Lebensraum Der ökonomische Nutzen, den Israels Luftwaffe und zivile Luftfahrt durch die Reduzierung von Vogelschlag haben, ist nur ein positiver Effekt von Yossi Leshems Einsatz für die Vogelwelt. Durch überzeugende wirtschaftliche Argumente kann er den Lebensraum von Vögeln in seiner Heimat mehr Geltung verschaffen – und das in Zeiten, in denen dieser durch Zersiedelung und Umweltzerstörung akut in Gefahr ist.

Auch solchen Vögeln, die Israel nur überfliegen, droht Gefahr. Denn noch immer gelten etliche Vogelarten in vielen Gesellschaften als lukullische Spezialität. Das gilt vor allem für Israels Nachbarland Ägypten, wo entlang der Küste Fangnetze mit einer Gesamtlänge von 700 Kilometern ausgebreitet sind. Weltweit sorgen sie für Empörung. Und für einen Ornithologen wie Yossi Leshem bedeuten sie das nackte Grauen.

▶ ERFASSTE ANGABEN:
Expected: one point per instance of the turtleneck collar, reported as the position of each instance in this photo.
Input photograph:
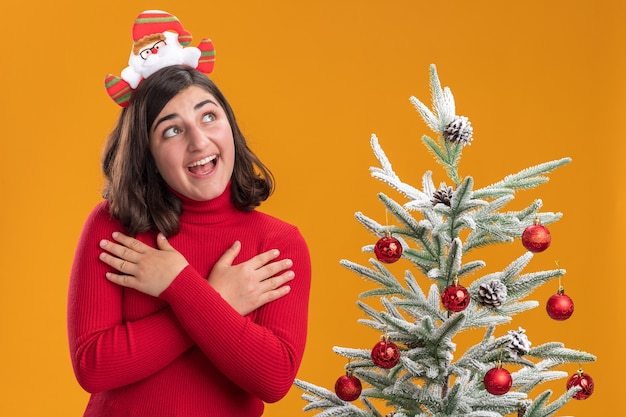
(209, 211)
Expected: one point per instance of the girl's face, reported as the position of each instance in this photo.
(192, 144)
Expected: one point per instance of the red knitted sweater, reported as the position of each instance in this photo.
(186, 353)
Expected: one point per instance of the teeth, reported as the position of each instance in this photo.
(203, 161)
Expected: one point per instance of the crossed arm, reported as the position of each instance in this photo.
(108, 352)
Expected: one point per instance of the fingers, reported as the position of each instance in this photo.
(278, 281)
(126, 248)
(231, 253)
(262, 259)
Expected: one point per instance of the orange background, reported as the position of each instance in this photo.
(310, 81)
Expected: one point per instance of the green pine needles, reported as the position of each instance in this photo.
(436, 228)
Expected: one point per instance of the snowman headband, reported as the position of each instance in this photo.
(159, 40)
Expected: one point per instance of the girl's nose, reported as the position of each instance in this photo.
(198, 139)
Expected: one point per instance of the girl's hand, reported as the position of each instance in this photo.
(140, 266)
(253, 283)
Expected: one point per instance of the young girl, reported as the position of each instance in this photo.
(184, 300)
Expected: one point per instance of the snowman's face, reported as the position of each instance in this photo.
(157, 55)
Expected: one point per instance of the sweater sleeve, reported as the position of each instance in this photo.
(261, 352)
(106, 351)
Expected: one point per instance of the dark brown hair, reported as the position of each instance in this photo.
(138, 196)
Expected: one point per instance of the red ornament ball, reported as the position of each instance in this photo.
(385, 354)
(455, 298)
(498, 381)
(536, 238)
(388, 249)
(581, 379)
(348, 387)
(560, 306)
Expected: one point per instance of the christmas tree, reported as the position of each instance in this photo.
(414, 370)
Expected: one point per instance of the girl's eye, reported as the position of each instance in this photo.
(171, 132)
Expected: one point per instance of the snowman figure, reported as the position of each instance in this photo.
(159, 40)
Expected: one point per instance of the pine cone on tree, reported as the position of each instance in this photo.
(443, 195)
(459, 130)
(492, 294)
(520, 345)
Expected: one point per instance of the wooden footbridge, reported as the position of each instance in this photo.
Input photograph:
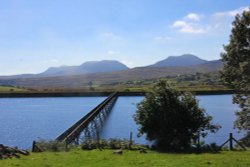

▶ AUFGABENLISTE:
1. Gib den Text über Yossi Leshem beginnend mit „Auch solchen Vögeln, die“ und weiter bis „das nackte Grauen.“ erneut wieder und benenne dabei „Fangnetze“ in „Vogelnetze“ um.
2. Stimmen die folgenden Aussagen mit dem Text über Yossi Leshem überein? Antworte jeweils mit Ja oder Nein und zitiere die entscheidenden Worte des Textes.
(a) Die Fangnetze in Ägypten haben eine Gesamtlänge von 700 Kilometern.
(b) Gefahr droht nur den Vögeln, die in Israel bleiben.
(c) Israels Luftwaffe hat durch die Reduzierung von Vogelschlag einen ökonomischen Nutzen.
3. Führe den Text über Yossi Leshem und den Vogelschutz in Israel nach seinem letzten Satz fort.
Die Einträge sind eigenständiges Material und gehören nicht zum Text über Yossi Leshem.

▶ LÖSUNGEN:
1.
Auch solchen Vögeln, die Israel nur überfliegen, droht Gefahr. Denn noch immer gelten etliche Vogelarten in vielen Gesellschaften als lukullische Spezialität. Das gilt vor allem für Israels Nachbarland Ägypten, wo entlang der Küste Vogelnetze mit einer Gesamtlänge von 700 Kilometern ausgebreitet sind. Weltweit sorgen sie für Empörung. Und für einen Ornithologen wie Yossi Leshem bedeuten sie das nackte Grauen.

2.
(a) Ja: „Fangnetze mit einer Gesamtlänge von 700 Kilometern“
(b) Nein: „Auch solchen Vögeln, die Israel nur überfliegen, droht Gefahr.“
(c) Ja: „Der ökonomische Nutzen, den Israels Luftwaffe und zivile Luftfahrt durch die Reduzierung von Vogelschlag haben“

3.
Doch Leshem kennt auch Erfolgsgeschichten. Die der Mauersegler beispielsweise. Viele Plätze gibt es nicht auf der Welt, an denen sich ihr schrilles Gekreische mit dem Gemurmel von Betern mischt. Die Kotel in Jerusalem ist so ein Ort. 88 Brutpaare dieser schwarzen schwalbenartigen Vögel nisten in den Fugen zwischen den Steinquadern, manche nur wenige Zentimeter über den Köpfen der Beter. In den Morgen- und Abendstunden ist die Luft erfüllt vom schrillen Kreischen dieser nur 40 Gramm schweren Vögel. Es ist Enthusiasten wie Yossi Leshem zu verdanken, dass die Mauersegler alljährlich zu ihren Brutplätzen zurückkehren.

Symbol »Wir glauben, dass die Mauersegler die Kraft haben, die Menschen miteinander zu verbinden. Diese Vögel sind in der Heiligen Stadt Jerusalem ein Symbol der Freiheit, ein Symbol der Liebe.« Das sagte Yossi Leshem bei der letztjährigen Willkommensfeier, die er und ein paar weitere Vogelliebhaber, die mit Ferngläsern anrückten, zu Ehren der Wiederankömmlinge veranstaltet hatten. Repräsentanten verschiedener Weltreligionen waren gekommen, und auch Jerusalems Bürgermeister Nir Barkat demonstrierte durch seine Anwesenheit die Bedeutung der Vögel.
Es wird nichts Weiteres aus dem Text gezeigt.